Data records:
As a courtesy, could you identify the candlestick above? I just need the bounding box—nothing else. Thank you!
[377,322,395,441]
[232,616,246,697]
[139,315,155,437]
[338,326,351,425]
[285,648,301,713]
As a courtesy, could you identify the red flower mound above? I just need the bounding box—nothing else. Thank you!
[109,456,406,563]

## TASK
Could you turn every line of the data above into a numbered list, leaving out any blank lines?

## ANSWER TO THE EXERCISE
1. As a courtesy, could you identify the candlestick above? I just need the bounding box—nothing else. Thank you!
2. [377,322,395,441]
3. [232,616,246,697]
4. [139,315,155,437]
5. [338,326,351,425]
6. [285,648,301,713]
7. As a courtesy, could you identify the red flower mound above? I just need the bounding box—nothing else. Thank you!
8. [109,456,406,563]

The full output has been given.